» Extrait du document

Une éducatrice passionnée

Cela fait maintenant plusieurs années que Sylvie Séreau a choisi de faire du sous-sol de sa maison à Saint-Basile-le-Grand une milieu familial, où 6 enfants de 0 à 5 ans s’amusent. « J’ai déjà eu 9 enfants à m’occuper lorsque nous étions deux, avec ma fille qui était assistante. Comme je suis seule désormais, je suis revenue à 6 enfants. » Et c’est la règle, le CPE coordonnateur vérifie au moins trois fois par année si l’environnement du milieu familial est sécuritaire pour l’enfant en rendant des visites à l’éducatrice.

En plus des vérifications faites par le CPE au moment d’autoriser une personne à proposer un milieu familial subventionné, le CPE est à l’écoute des demandes de ses milieux familiaux. « À la moindre interrogation, si j’ai besoin d’information spécifique sur n’importe quel sujet en lien avec ma pratique, j’appelle le bureau coordonnateur et l’on m’informe », nous précise Sylvie, qui nous a ouvert les portes du sous-sol de sa maison et de la cour arrière, aménagés pour les enfants.

Cette maman, qui compte parmi ses protégés son petit-fils, voit grandir au fil des années chacun des enfants pour ne les quitter que pour la première année du primaire. Sylvie a déjà travaillé dans un CPE et le leitmotiv de son activité est de voir les enfants jouer. « Je suis née là-dedans. Ma mère était éducatrice jusqu’à l’âge de 79 ans. C’est facile pour moi. »
Pour aider ses milieux familiaux, surtout l’hiver, le CPE organise des activités auxquelles tous les milieux familiaux peuvent participer.

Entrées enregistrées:
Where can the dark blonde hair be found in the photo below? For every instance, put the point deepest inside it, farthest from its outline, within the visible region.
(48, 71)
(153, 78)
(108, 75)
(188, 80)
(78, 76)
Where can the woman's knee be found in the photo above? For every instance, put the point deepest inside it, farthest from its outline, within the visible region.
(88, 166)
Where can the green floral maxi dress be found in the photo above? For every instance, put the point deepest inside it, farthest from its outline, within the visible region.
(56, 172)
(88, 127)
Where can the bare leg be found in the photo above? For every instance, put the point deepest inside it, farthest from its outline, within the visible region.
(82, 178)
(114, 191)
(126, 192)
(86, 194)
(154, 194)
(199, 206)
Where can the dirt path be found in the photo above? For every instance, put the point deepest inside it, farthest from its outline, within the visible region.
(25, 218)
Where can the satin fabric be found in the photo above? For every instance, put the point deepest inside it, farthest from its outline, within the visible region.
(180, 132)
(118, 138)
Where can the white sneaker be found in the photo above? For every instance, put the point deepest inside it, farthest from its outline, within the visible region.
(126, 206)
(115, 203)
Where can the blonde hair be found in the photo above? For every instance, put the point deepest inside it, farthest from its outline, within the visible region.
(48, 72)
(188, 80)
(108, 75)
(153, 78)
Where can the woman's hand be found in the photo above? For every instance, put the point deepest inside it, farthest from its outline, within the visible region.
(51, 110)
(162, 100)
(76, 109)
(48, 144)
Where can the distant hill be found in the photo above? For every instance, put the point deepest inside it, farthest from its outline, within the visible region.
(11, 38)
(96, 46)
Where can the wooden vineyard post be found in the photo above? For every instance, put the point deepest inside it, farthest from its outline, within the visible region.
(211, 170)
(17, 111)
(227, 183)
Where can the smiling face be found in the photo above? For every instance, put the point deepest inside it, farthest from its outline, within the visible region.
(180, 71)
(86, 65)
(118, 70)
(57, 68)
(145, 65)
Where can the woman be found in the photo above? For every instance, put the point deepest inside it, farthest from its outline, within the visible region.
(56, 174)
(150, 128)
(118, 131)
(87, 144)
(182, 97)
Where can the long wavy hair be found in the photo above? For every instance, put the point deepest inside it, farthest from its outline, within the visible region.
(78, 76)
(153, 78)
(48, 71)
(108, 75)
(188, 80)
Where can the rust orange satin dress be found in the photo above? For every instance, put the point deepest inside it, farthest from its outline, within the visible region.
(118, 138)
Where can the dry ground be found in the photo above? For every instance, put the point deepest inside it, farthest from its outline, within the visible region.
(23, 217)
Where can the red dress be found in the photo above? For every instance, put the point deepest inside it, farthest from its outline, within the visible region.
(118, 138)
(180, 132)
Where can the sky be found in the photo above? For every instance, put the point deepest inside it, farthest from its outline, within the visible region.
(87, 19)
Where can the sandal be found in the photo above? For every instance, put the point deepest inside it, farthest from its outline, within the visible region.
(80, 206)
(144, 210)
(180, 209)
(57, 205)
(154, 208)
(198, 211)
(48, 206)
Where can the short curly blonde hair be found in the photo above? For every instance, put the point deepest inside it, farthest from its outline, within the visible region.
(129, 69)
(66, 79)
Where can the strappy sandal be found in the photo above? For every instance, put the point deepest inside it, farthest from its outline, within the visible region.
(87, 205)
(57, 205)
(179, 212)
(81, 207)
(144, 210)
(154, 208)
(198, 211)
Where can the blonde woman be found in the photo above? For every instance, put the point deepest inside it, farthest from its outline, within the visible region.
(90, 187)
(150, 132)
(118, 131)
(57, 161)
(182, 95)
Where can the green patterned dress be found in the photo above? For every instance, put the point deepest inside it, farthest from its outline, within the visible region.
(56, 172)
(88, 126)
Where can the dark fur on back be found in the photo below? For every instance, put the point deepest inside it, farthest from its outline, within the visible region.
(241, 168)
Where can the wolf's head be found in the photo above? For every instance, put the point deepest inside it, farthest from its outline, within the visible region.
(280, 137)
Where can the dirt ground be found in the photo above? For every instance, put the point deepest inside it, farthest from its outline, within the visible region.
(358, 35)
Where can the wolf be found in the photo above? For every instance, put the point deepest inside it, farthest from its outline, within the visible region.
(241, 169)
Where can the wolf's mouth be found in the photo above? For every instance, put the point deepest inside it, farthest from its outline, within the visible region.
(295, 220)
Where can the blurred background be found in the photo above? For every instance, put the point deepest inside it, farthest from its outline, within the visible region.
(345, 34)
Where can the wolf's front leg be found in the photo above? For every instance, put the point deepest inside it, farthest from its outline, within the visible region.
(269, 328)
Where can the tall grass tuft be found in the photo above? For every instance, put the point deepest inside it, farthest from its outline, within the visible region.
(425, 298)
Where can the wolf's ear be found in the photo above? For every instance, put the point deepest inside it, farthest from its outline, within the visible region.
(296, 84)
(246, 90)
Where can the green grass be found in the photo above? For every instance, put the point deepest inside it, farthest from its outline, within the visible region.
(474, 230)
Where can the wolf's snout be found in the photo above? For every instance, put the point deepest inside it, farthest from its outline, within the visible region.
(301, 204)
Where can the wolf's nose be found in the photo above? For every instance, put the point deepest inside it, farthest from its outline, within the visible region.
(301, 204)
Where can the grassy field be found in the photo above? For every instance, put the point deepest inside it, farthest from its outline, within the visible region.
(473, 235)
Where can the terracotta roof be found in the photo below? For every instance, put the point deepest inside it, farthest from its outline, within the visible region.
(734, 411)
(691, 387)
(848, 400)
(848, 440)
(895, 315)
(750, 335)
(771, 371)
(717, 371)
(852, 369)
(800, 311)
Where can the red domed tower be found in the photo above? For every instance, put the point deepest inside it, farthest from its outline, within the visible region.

» Consignes
(a) Mettez à jour l'extrait sur Sylvie Séreau en le recopiant à partir des mots « En plus des » jusqu'aux mots « pour les enfants. » inclus, et remplacez « bureau coordonnateur » par « service coordonnateur ».
(b) Répondez aux questions suivantes d'après l'extrait sur Sylvie Séreau.
(i) Combien d'enfants Sylvie Séreau accueille-t-elle maintenant qu'elle travaille seule ?
(ii) Au moins combien de fois par année le CPE coordonnateur rend-il visite à l'éducatrice ?
(iii) Jusqu'à quel âge la mère de Sylvie a-t-elle été éducatrice ?

» Réponses fournies
(a)
En plus des vérifications faites par le CPE au moment d’autoriser une personne à proposer un milieu familial subventionné, le CPE est à l’écoute des demandes de ses milieux familiaux. « À la moindre interrogation, si j’ai besoin d’information spécifique sur n’importe quel sujet en lien avec ma pratique, j’appelle le service coordonnateur et l’on m’informe », nous précise Sylvie, qui nous a ouvert les portes du sous-sol de sa maison et de la cour arrière, aménagés pour les enfants.

(b)
(i) 6 enfants.
(ii) Trois fois.
(iii) Jusqu'à 79 ans.